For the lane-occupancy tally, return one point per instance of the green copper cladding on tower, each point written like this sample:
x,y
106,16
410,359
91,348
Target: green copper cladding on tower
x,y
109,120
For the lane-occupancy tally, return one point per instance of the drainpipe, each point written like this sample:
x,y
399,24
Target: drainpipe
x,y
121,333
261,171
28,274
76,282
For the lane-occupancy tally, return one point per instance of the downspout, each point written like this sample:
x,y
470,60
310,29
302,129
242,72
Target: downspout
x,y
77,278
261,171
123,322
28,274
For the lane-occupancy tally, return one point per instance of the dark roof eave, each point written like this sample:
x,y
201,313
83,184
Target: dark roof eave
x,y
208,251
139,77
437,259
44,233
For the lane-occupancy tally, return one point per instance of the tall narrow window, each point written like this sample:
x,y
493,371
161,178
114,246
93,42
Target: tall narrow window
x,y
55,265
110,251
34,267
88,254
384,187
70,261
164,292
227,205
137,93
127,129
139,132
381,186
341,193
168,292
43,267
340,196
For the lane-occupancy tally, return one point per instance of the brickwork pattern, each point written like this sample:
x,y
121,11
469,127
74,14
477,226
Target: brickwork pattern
+ + +
## Task prompt:
Reproduce exactly the final stretch of the listing, starting at the line that contains "Target: drainpipe" and ending with the last line.

## Your response:
Target: drainpipe
x,y
121,333
261,171
28,274
76,282
For the lane-occupancy tally, return one point per instance of the downspout, each point written like this sample:
x,y
470,60
310,29
302,129
242,72
Target: downspout
x,y
77,278
261,171
123,322
28,274
For the lane-occupancy tally, return one point per instance of the dark roof eave, each point written like this sample:
x,y
201,313
83,184
Target: dark roof eave
x,y
208,251
139,77
437,259
44,233
For the lane-occupancy tally, return one point per instance of the tall narrow window, each point written like this sample:
x,y
493,371
161,178
114,246
93,42
Target: tall narrow window
x,y
55,265
110,251
34,267
88,254
384,187
70,261
164,292
227,205
137,93
127,129
139,132
381,186
341,193
168,292
43,267
340,196
For the lane-occupancy tally, return one point per instance of the brickwork pattern, each point written like this sample:
x,y
121,11
469,127
74,14
477,226
Target: brickwork pattern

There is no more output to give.